EXERCÍCIOS:
(a) Transcreva fielmente, do texto sobre a origem da linguagem, o trecho que vai de "A pesquisa, que" até "120 mil anos.".
(b) Com base no texto sobre a origem da linguagem, responda:
(i) Em que revista foi publicado o novo estudo?
(ii) Quantos estudos genéticos os pesquisadores analisaram?
(iii) Há quanto tempo ocorreu a primeira migração do Homo sapiens para fora da África?

TEXTO EXTRAÍDO:
***

Pesquisadores da USP e de universidades internacionais revisaram dados genéticos e arqueológicos

Estudo indica que a linguagem humana surgiu há pelo menos 135 mil anos Créditos: Divulgação

A origem da linguagem humana segue como um dos temas mais complexos e debatidos nas ciências. Sem registros diretos, antropólogos, biólogos, psicólogos e linguistas tentam decifrar quando e como surgiu a capacidade de estruturar pensamentos e significados — uma habilidade que distingue o ser humano de outras espécies. Um novo estudo publicado na revista Frontiers in Psychology propõe que essa característica surgiu há pelo menos 135 mil anos, antecipando em 10 mil anos as estimativas anteriores.

A pesquisa, que teve participação de cientistas da Universidade de São Paulo (USP), baseia-se na hipótese de que a linguagem é uma adaptação biológica universal, comum a todas as populações humanas conhecidas. Isso implica que ela já existia antes da primeira migração do Homo sapiens para fora da África, ocorrida há cerca de 120 mil anos.

Para chegar ao novo marco temporal, os pesquisadores analisaram 15 estudos genéticos realizados nos últimos 18 anos, reunindo dados sobre cromossomos, DNA mitocondrial e genoma completo. “O objetivo foi refinar a estimativa da primeira divisão populacional humana com base em evidências genéticas mais recentes”, explica a bióloga Mercedes Okumura, do Instituto de Biociências da USP.

Os autores do estudo diferenciam linguagem de língua falada: enquanto a segunda é aprendida culturalmente, a primeira é uma capacidade cognitiva inata, relacionada à estruturação mental e simbólica de informações. “Todo indivíduo nasce com uma base linguística, uma espécie de ferramenta genética para organizar o pensamento”, afirma o linguista Vitor Nóbrega, da USP, também coautor da pesquisa.

Evidências arqueológicas indicam que, há cerca de 100 mil anos, os humanos já expressavam pensamento simbólico, com registros de arte rupestre, adornos e rituais funerários. Para os cientistas, esses indícios sugerem que a linguagem, inicialmente uma adaptação cognitiva, evoluiu até se tornar um sistema de comunicação social.

***

DADOS FORNECIDOS:
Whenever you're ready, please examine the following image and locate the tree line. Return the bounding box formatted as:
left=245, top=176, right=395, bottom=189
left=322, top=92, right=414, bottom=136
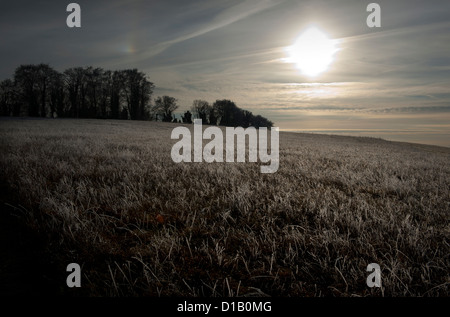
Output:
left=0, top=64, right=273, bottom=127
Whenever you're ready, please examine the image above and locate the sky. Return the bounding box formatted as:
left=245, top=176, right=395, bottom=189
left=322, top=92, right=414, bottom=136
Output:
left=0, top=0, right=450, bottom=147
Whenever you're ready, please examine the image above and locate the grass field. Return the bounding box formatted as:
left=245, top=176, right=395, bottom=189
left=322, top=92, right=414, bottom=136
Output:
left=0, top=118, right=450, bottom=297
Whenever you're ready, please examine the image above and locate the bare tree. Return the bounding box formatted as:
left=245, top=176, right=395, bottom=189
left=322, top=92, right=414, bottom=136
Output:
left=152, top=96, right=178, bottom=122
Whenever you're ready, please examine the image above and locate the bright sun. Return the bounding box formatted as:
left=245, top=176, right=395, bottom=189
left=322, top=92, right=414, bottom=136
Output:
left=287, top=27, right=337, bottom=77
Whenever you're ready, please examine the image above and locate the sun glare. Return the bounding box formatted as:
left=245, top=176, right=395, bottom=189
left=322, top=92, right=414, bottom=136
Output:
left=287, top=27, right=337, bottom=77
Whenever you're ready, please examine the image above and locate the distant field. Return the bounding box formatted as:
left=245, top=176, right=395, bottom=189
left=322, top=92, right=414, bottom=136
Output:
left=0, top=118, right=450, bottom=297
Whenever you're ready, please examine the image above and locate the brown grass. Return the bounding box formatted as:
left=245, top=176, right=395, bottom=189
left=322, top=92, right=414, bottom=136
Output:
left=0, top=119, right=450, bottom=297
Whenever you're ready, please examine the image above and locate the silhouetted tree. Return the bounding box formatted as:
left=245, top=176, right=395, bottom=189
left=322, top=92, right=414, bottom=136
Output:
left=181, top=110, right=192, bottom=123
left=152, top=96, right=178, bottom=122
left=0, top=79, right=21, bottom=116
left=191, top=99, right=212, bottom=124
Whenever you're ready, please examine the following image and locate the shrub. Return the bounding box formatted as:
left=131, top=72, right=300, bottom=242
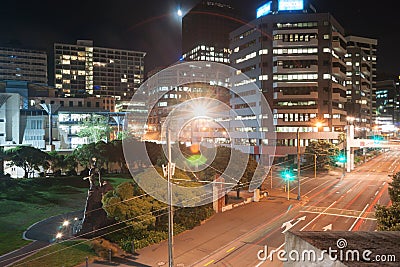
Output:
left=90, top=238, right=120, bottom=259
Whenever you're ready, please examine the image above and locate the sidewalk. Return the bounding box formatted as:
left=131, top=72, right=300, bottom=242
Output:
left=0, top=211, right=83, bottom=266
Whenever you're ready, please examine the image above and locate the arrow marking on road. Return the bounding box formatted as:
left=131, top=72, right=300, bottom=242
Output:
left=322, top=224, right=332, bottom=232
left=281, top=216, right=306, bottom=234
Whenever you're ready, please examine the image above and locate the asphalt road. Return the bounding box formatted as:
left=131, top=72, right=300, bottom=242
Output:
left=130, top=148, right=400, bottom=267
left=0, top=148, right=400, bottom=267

***

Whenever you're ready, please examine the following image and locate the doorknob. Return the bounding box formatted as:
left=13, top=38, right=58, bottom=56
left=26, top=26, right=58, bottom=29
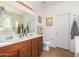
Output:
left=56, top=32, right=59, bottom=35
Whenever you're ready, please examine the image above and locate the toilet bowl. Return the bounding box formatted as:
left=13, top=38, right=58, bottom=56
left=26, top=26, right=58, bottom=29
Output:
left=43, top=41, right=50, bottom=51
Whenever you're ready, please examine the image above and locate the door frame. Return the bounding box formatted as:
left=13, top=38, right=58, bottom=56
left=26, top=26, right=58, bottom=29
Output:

***

RESPOSTAS DOS EXERCÍCIOS:
(a)
A pesquisa, que teve participação de cientistas da Universidade de São Paulo (USP), baseia-se na hipótese de que a linguagem é uma adaptação biológica universal, comum a todas as populações humanas conhecidas. Isso implica que ela já existia antes da primeira migração do Homo sapiens para fora da África, ocorrida há cerca de 120 mil anos.

(b)
(i) Na revista Frontiers in Psychology.
(ii) Quinze estudos genéticos, realizados nos últimos 18 anos.
(iii) Há cerca de 120 mil anos.